___ Records for this task

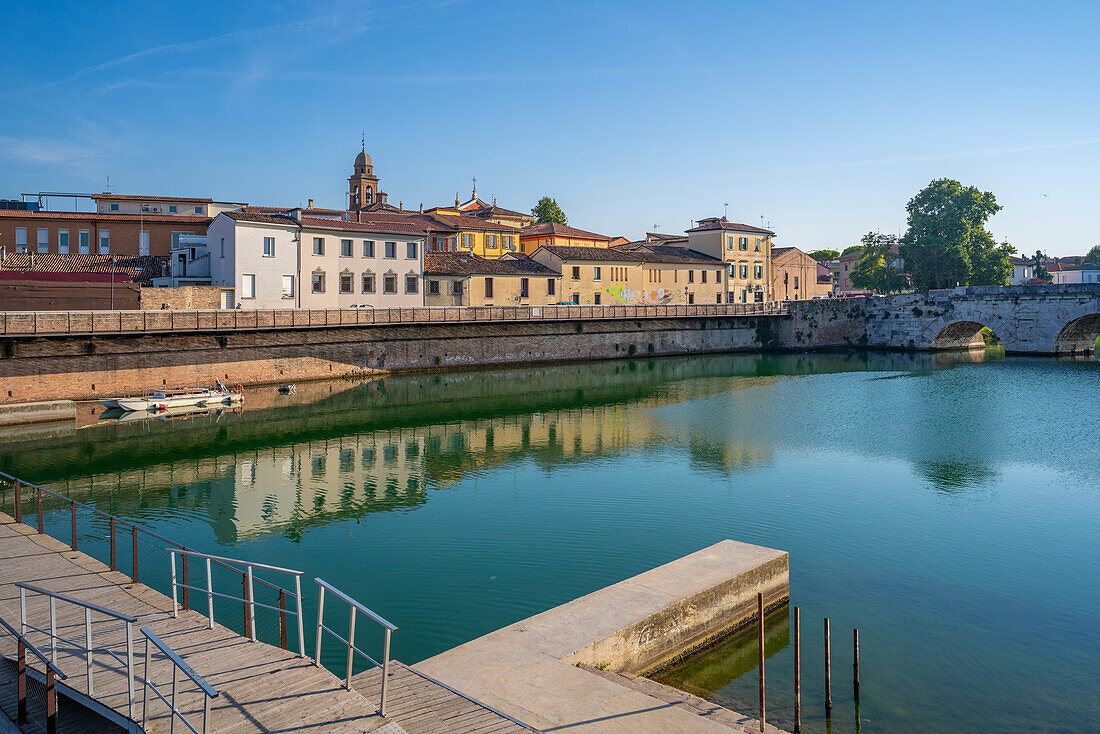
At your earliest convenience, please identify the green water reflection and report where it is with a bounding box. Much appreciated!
[0,352,1100,732]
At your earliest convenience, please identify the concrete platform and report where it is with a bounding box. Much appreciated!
[417,540,790,734]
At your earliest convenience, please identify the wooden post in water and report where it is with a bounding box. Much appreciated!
[794,606,802,734]
[757,592,766,732]
[825,617,833,716]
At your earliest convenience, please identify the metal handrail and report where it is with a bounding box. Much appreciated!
[15,581,138,719]
[140,627,219,734]
[165,547,306,657]
[314,578,397,716]
[0,617,68,734]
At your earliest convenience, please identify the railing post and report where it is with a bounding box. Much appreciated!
[278,589,286,650]
[15,638,27,724]
[294,576,306,657]
[344,606,355,691]
[207,558,213,629]
[378,627,392,716]
[314,584,325,667]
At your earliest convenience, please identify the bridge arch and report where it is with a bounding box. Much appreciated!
[1052,313,1100,354]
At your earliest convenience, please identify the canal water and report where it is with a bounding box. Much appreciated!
[0,352,1100,733]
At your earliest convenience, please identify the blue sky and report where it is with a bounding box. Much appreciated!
[0,0,1100,254]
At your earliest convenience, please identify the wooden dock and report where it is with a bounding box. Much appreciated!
[0,514,529,734]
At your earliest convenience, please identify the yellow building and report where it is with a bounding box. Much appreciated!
[531,242,726,306]
[519,222,612,254]
[688,217,776,304]
[424,252,561,306]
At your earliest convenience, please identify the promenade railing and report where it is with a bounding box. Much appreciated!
[0,302,788,336]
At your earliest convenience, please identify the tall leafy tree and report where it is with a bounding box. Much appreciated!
[531,196,569,224]
[901,178,1015,291]
[850,232,905,293]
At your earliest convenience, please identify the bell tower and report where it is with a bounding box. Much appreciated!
[348,141,386,211]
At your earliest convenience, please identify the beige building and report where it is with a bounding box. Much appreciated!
[424,252,561,306]
[531,242,725,306]
[688,217,776,304]
[771,248,833,300]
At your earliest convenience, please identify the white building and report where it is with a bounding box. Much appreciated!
[207,209,426,309]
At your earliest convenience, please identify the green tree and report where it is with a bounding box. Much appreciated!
[901,178,1015,291]
[1031,250,1054,283]
[531,196,569,224]
[851,232,905,293]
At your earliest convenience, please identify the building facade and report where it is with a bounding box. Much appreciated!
[207,210,426,309]
[688,217,776,304]
[424,252,561,306]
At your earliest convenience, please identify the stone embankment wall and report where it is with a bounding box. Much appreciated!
[0,316,781,403]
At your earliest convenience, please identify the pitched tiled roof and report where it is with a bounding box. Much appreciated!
[519,221,612,242]
[424,252,559,277]
[91,194,213,204]
[0,209,210,224]
[688,217,776,235]
[0,252,168,283]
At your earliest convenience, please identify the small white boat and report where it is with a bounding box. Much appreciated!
[110,385,244,410]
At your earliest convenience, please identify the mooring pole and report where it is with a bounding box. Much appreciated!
[757,592,766,732]
[825,617,833,716]
[794,606,802,734]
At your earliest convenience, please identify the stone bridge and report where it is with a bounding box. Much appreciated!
[780,283,1100,354]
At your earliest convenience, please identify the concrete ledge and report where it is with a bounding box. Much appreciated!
[0,401,76,426]
[416,540,790,734]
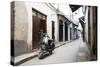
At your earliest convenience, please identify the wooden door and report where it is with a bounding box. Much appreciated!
[32,16,46,49]
[32,16,40,49]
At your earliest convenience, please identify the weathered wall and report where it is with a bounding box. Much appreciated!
[14,1,28,56]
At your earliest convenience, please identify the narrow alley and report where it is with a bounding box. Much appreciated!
[21,38,89,65]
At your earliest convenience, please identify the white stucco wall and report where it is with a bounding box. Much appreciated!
[25,1,58,47]
[14,1,28,40]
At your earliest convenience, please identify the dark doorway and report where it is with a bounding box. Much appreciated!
[65,22,68,41]
[32,9,47,49]
[52,21,55,41]
[59,20,63,42]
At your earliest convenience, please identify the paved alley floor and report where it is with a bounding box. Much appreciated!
[21,38,89,65]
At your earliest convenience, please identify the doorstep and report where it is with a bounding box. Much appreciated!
[13,50,38,66]
[11,41,74,66]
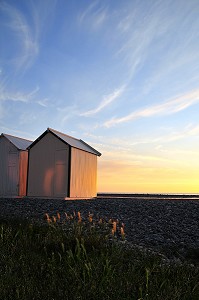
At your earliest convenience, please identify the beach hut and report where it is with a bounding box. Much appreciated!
[0,133,32,197]
[27,128,101,199]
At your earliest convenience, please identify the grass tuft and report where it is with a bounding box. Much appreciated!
[0,212,199,300]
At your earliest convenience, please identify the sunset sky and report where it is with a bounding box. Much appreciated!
[0,0,199,193]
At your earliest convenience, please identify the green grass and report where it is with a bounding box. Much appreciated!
[0,212,199,300]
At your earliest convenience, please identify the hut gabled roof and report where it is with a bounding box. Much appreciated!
[28,128,101,156]
[0,133,32,150]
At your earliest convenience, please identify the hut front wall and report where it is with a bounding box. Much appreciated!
[0,137,19,196]
[70,148,97,198]
[27,133,69,198]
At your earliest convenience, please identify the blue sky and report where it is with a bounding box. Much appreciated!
[0,0,199,192]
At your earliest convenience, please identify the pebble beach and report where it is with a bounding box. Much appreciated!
[0,195,199,259]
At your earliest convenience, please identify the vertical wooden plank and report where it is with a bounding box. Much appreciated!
[70,148,97,197]
[19,151,28,197]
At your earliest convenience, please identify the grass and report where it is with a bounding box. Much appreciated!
[0,213,199,300]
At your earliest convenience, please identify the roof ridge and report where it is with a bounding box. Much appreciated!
[1,132,33,142]
[47,127,80,141]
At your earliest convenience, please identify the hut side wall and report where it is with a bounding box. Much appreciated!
[70,148,97,197]
[0,137,19,196]
[19,151,28,197]
[27,133,69,197]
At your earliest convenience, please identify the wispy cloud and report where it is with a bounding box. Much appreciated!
[0,87,39,102]
[104,90,199,127]
[0,2,39,69]
[80,85,126,117]
[78,1,107,29]
[0,85,48,107]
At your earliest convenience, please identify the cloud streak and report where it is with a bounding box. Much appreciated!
[104,89,199,127]
[78,1,107,29]
[80,85,126,117]
[0,2,39,69]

______

Do this. Reproduce the material word for word, minus the images.

Answer to this task.
At your earliest convenience, please identify the green water reflection and report where it is with a bounding box. Much appreciated!
[0,352,1100,732]
At your earliest convenience, please identify the concrete platform and report where it is with a bounding box. Much appreciated!
[417,540,790,734]
At your earliest convenience, please identify the wooden post in water and report where it is with a bounding box. Much appreciated!
[794,606,802,734]
[757,592,766,732]
[825,617,833,716]
At your earliest convenience, please identify the metal handrail and report where it is with a bounding box. Much appreciated!
[15,581,138,719]
[140,627,219,734]
[165,547,306,657]
[314,578,397,716]
[0,617,68,734]
At your earliest convenience, please identify the railing post and report where it is with a bounding box. Much appreciated!
[278,589,286,650]
[15,638,27,724]
[294,576,306,657]
[344,606,355,691]
[207,558,213,629]
[378,627,392,716]
[314,584,325,667]
At your earliest convenience, please identify the bridge arch and report where it is with a bounding box. Much appreciated!
[1052,313,1100,354]
At your earliest convenience, please identify the canal water and report where it is with a bounding box. Much appreciated!
[0,352,1100,733]
At your earliest convenience, please identify the blue sky and report where it is with a bounding box. Much appreciated!
[0,0,1100,254]
At your earliest convenience, please identify the wooden dock and report where it is with a bounding box. Much appreciated!
[0,514,529,734]
At your earliest convenience, please identify the yellow building and report where it is with a bounding box. Much appreciated!
[531,242,726,306]
[519,222,612,254]
[688,217,776,304]
[424,252,561,306]
At your earliest convenience, please identify the promenade railing and report where it is with a bounding box. Much appreciated!
[0,302,788,336]
At your earliest convenience, please identify the tall leafy tree and report where it is with a bounding box. Much appreciated!
[531,196,569,224]
[901,178,1015,291]
[850,232,905,293]
At your earliest convenience, please identify the bell tower and report where it is with a bounding box. Much appreciated!
[348,141,386,211]
At your earliest convenience, please identify the beige building and report where it is with a bounding box. Much appreciated!
[424,252,561,306]
[531,242,725,306]
[688,217,776,304]
[771,248,833,300]
At your earliest convenience, please identify the white building and report where it is with a bounding box. Much appreciated!
[207,209,426,309]
At your earliest convenience, please identify the green tree and report where it is with a bounding box. Much appreciated!
[901,178,1015,291]
[1031,250,1054,283]
[531,196,569,224]
[851,232,905,293]
At your earliest convenience, please identify the building facade and report where it is with a bounding box. Much appreciated!
[207,210,426,309]
[688,217,776,304]
[424,252,561,306]
At your earliest convenience, please identify the stone embankment wall and report where it is with a bounding box. Much appreciated!
[0,316,781,403]
At your earliest convenience, please identify the pitched tiled roof and report where it is with a bounding box. Much appreciated!
[519,221,612,242]
[424,252,559,277]
[91,194,213,204]
[0,209,210,224]
[688,217,776,235]
[0,252,168,283]
At your earliest convenience, please identify the small white boat and report where it is with a bounding box. Much appreciated!
[110,385,244,410]
At your earliest convenience, please identify the mooring pole and report where it is with a bounding box. Much appreciated!
[757,592,766,732]
[825,617,833,716]
[794,606,802,734]
At your earliest convenience, please identify the stone bridge and report where it is with a bounding box. Much appreciated!
[780,283,1100,354]
At your earliest convenience, please identify the concrete ledge and report where it is with a bounding box. Much appreciated!
[0,401,76,426]
[416,540,790,734]
At your earliest convenience, please identify the wooden door and report where it is with a bounding box. Much appreciated!
[32,16,46,49]
[32,16,40,49]
At your earliest convenience, please identify the weathered wall and report where it is with a bounding box. Much appreciated!
[14,1,28,56]
At your earliest convenience, please identify the narrow alley and report where it is with a bounding box. Much appreciated!
[21,38,89,65]
At your earliest convenience, please identify the white stucco wall and report where it is with a bounding box. Much appreciated!
[25,1,58,47]
[14,1,28,40]
At your earliest convenience, please identify the dark doorway and report where it is with a bounding box. Much appreciated!
[65,22,68,41]
[32,9,47,49]
[52,21,55,41]
[59,20,63,42]
At your earliest convenience, please identify the paved alley floor and report where it is with a bounding box. Much appreciated!
[21,38,89,65]
At your earliest convenience, please identify the doorstep and report where it is with a bounding box. Much appreciated!
[13,50,38,66]
[11,41,74,66]
At your earliest convenience, please identify the beach hut and report where it is with a bounding box. Much appreciated!
[0,133,32,197]
[27,128,101,199]
At your earliest convenience, please identify the grass tuft and report where it is with a bounding box. Much appreciated!
[0,212,199,300]
At your earliest convenience, please identify the sunset sky and report where it is with a bounding box. Much appreciated!
[0,0,199,193]
At your earliest convenience, please identify the green grass and report where it is with a bounding box. Much appreciated!
[0,212,199,300]
At your earliest convenience, please identify the hut gabled roof and report where it is with a bounding box. Much appreciated!
[28,128,101,156]
[0,133,32,150]
At your earliest convenience, please identify the hut front wall and report where it is with a bounding box. Much appreciated!
[0,137,19,196]
[70,148,97,198]
[27,133,69,198]
At your earliest convenience, please identify the blue sky and report where it is with a bounding box. Much appreciated!
[0,0,199,192]
At your earliest convenience, please identify the pebble beach and report where it is with a bounding box. Much appreciated!
[0,195,199,259]
At your earliest convenience, please identify the vertical wooden plank and report where it is with a bounding box. Much appreciated!
[70,148,97,197]
[19,151,28,197]
At your earliest convenience, please identify the grass and report where it is with a bounding box. Much appreciated!
[0,213,199,300]
At your earliest convenience, please identify the roof ridge and report where it is with a bounding box. Much appreciated!
[1,132,33,142]
[47,127,80,141]
At your earliest convenience, please identify the hut side wall and report where it is with a bounding box. Much appreciated!
[70,148,97,197]
[0,137,19,196]
[19,151,28,197]
[27,133,69,197]
At your earliest convenience, please identify the wispy cloud and report where it is with a bounding box. Much appreciated!
[0,87,39,102]
[104,90,199,127]
[0,2,39,69]
[80,85,126,117]
[78,1,107,29]
[0,85,48,107]
At your earliest convenience, please identify the cloud streak and report where it is with a bounding box. Much appreciated!
[104,89,199,127]
[78,1,107,29]
[80,85,126,117]
[0,2,39,69]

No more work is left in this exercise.